◆ TESTO DEL DOCUMENTO:
L’uso del grano arso (letteralmente “grano bruciato“) si attribuisce alla tradizione gastronomica pugliese, che nasce come una cucina povera, fatta di tradizione e sapienza, che non smette di conquistare e migliorarsi. Se un tempo era semplicemente l’avanzo della mietitura, oggi la farina di grano arso è un prodotto di nicchia utilizzato nelle cucine stellate (e non) di tutto il mondo, per la sua versatilità e la possibilità di impiego nelle più disparate preparazioni, sia dolci che salate.

Le origini del grano arso

Quella del grano arso è una storia antica, che parla di contadini, di povertà, dei latifondi, permeata dal sole caldo del Tavoliere delle Puglie, un tempo il “granaio d’Italia”.

Originariamente, dopo la mietitura, si usava bruciare le stoppie (gli steli rigidi che rimangono attaccati al terreno dal taglio delle spighe), processo che serviva a distruggere le piante fino alla radice, riducendole in cenere, e a predisporre il terreno alla semina successiva. E tra le stoppie bruciate c’era sempre qualche chicco di frumento rimasto sul terreno (il grano “arso”, appunto), che i ricchi proprietari terrieri concedevano ai contadini il privilegio di raccogliere per uso personale, e che rappresentava per questi ultimi una grande risorsa. I chicchi di grano duro raccolti venivano moliti ricavandone una farina scura color cenere, che non era possibile utilizzare tal quale, per via delle intense note di bruciato, ma mescolandola alla farina “bianca” se ne stemperava il sapore, aumentandone allo stesso tempo anche il volume.

Si tratta quindi di un prodotto nato dalla necessità di non sprecare nemmeno una spiga di grano, il cui utilizzo, con l’estinguersi della civiltà contadina, è progressivamente scomparso, ma recentemente riscoperto.

grano arso

Il grano arso: cos’è cambiato oggi?

◆ MATERIALE FORNITO:
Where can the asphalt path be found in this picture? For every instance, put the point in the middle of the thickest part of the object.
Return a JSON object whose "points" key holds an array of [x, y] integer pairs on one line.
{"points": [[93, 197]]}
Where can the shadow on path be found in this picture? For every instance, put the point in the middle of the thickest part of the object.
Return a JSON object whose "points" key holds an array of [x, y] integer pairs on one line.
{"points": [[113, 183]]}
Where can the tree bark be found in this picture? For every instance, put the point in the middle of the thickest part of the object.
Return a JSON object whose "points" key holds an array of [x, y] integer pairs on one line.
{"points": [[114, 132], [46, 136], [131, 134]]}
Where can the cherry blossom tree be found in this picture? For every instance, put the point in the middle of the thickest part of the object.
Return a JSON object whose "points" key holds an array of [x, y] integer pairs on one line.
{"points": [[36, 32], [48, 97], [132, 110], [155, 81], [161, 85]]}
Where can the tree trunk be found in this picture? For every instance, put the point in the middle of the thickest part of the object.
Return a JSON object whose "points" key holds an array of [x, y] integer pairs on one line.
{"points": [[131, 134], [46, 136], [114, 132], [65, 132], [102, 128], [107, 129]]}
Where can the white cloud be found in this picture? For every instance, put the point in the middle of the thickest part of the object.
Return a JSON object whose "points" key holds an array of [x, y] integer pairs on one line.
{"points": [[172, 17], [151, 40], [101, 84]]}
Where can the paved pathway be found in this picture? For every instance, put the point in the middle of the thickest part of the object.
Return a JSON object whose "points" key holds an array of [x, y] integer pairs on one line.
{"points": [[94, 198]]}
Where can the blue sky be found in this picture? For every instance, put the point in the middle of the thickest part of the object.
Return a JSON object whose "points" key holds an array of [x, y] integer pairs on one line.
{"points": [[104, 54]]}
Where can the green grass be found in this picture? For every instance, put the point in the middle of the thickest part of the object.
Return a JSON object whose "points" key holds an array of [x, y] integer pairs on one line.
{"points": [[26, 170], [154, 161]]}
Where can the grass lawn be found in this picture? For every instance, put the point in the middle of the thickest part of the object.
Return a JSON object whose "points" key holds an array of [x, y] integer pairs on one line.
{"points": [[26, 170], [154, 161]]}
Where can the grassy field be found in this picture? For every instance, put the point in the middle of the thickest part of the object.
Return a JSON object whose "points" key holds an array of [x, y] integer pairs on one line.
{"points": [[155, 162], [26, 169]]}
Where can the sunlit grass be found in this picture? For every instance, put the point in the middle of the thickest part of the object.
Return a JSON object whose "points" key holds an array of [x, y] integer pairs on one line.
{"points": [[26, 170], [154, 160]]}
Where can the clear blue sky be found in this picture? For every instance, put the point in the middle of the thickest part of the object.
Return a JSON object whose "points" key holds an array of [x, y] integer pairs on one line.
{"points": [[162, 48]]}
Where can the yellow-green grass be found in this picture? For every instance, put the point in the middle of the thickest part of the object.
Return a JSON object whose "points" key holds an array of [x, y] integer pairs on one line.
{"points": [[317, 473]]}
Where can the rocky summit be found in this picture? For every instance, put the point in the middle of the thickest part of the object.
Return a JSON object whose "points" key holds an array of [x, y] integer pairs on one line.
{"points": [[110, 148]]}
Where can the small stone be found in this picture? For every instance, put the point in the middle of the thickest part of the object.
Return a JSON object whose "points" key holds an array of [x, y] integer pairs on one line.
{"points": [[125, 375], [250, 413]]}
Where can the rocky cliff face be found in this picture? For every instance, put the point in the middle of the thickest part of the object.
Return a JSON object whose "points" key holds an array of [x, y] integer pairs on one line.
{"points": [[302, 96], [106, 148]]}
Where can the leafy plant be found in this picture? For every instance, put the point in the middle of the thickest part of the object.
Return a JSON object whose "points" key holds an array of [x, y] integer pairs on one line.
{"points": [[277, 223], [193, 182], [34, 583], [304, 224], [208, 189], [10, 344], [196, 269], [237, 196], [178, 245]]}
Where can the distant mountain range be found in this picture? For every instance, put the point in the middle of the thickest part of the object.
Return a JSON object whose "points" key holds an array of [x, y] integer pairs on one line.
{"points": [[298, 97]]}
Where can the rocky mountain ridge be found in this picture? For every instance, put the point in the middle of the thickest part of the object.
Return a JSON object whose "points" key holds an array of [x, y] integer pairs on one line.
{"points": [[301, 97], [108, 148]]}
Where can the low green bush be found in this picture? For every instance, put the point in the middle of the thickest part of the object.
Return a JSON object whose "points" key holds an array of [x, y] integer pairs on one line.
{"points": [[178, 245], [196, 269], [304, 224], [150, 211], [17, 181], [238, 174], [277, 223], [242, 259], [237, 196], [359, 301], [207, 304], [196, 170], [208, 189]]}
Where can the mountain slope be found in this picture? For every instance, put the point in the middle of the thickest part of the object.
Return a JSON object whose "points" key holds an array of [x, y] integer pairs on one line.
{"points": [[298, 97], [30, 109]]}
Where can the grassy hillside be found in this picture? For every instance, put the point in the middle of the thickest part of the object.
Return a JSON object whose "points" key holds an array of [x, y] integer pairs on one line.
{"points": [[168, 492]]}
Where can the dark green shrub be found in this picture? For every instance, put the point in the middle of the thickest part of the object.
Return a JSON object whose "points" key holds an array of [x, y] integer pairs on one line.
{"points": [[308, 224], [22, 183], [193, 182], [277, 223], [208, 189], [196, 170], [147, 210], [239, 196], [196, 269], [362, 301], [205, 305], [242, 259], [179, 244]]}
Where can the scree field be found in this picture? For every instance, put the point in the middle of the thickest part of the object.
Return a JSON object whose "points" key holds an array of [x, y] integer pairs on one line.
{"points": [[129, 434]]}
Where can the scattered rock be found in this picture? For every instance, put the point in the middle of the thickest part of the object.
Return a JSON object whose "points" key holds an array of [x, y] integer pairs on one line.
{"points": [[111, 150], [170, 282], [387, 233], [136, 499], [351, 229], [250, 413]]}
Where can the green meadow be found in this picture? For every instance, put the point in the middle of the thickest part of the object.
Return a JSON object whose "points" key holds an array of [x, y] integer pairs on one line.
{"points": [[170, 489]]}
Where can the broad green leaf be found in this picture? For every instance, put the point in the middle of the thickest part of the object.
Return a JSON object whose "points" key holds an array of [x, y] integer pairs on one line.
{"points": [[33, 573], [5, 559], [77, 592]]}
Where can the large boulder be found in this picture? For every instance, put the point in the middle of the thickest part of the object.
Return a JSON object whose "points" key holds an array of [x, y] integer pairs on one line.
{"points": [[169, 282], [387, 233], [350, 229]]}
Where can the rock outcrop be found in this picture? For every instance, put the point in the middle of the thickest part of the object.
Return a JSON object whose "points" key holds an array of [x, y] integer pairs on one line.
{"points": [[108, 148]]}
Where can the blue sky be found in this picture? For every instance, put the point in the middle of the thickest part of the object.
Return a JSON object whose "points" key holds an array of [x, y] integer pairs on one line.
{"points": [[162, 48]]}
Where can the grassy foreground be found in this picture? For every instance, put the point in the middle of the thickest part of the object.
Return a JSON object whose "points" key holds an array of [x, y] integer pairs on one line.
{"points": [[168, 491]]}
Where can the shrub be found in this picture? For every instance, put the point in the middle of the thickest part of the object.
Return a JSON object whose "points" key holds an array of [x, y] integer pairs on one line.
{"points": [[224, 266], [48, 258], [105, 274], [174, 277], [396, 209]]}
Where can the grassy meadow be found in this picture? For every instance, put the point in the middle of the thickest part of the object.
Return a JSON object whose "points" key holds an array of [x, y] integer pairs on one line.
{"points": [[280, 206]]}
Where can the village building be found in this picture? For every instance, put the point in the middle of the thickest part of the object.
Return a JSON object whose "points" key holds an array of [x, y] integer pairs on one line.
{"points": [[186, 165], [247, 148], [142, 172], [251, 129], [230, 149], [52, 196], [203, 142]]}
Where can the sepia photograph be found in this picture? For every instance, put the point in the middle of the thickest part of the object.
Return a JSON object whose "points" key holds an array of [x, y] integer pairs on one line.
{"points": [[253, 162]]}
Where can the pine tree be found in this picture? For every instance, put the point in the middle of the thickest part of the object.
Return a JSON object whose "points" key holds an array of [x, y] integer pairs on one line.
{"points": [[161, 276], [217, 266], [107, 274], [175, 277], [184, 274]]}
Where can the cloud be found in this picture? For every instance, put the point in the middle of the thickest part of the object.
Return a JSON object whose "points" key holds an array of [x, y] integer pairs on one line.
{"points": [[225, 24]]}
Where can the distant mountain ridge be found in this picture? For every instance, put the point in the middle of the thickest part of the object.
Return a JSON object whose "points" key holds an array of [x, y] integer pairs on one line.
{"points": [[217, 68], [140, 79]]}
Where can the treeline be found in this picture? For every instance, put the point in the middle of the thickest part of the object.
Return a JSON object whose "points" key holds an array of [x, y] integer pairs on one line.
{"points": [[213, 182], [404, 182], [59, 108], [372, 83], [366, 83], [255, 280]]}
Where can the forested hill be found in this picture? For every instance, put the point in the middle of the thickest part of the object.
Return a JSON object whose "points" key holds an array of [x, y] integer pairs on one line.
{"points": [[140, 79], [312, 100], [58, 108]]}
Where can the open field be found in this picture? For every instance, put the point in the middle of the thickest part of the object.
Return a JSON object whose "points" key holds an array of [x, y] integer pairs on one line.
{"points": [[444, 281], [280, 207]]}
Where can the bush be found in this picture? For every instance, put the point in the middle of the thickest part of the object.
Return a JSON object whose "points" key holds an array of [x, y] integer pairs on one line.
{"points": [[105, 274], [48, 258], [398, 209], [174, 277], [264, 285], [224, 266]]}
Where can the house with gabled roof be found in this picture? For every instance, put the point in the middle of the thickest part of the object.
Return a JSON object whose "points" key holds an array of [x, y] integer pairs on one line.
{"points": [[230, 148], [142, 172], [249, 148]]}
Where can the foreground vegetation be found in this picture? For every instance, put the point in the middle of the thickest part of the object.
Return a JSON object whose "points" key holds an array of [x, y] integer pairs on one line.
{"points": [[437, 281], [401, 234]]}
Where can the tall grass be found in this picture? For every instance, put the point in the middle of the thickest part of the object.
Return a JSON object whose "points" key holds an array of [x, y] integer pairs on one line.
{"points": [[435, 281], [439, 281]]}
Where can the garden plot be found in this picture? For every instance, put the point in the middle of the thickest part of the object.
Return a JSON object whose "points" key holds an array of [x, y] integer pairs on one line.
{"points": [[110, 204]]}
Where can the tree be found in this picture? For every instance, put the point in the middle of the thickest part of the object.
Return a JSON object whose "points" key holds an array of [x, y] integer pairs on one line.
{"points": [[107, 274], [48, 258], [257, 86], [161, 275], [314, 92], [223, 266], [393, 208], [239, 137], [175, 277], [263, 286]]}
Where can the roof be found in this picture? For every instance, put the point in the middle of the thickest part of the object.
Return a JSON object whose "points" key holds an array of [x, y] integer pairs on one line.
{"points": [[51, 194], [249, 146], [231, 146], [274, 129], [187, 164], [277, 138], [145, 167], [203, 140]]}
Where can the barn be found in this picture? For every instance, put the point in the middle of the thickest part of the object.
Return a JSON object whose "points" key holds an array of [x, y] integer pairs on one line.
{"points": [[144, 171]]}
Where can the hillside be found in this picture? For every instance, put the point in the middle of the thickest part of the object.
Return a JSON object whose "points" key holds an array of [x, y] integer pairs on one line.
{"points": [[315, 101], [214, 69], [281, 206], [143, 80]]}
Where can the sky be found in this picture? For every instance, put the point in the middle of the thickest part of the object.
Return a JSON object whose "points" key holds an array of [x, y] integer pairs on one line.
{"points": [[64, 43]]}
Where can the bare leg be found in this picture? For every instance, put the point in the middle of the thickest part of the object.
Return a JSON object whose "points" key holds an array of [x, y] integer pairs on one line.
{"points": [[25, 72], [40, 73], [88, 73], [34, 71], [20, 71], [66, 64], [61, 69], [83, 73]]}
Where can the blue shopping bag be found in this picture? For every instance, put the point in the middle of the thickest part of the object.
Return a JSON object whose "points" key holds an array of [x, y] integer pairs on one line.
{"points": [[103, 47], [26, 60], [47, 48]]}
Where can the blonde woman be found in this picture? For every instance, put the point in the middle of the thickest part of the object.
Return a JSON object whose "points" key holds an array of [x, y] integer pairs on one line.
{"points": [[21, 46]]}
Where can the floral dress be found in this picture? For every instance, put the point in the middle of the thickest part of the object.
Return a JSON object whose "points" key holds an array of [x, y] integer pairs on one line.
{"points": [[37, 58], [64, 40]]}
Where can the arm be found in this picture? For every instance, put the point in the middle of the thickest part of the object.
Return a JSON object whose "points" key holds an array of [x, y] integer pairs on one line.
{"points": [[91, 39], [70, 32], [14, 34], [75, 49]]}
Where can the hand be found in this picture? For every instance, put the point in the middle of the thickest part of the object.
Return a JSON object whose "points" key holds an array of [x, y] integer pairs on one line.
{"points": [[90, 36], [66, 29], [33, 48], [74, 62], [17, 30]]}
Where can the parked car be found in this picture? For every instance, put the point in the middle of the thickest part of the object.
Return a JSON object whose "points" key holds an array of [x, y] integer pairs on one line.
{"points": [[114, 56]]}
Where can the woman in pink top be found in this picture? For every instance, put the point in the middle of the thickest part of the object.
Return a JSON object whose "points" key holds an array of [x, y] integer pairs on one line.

◆ CONSEGNA: Trascrivi il passo del testo sul grano arso che parte dalle parole "Si tratta quindi" e si chiude dopo "ma recentemente riscoperto.", mettendo "esigenza" al posto di "necessità".

◆ RISPOSTA SCRITTA:
Si tratta quindi di un prodotto nato dalla esigenza di non sprecare nemmeno una spiga di grano, il cui utilizzo, con l’estinguersi della civiltà contadina, è progressivamente scomparso, ma recentemente riscoperto.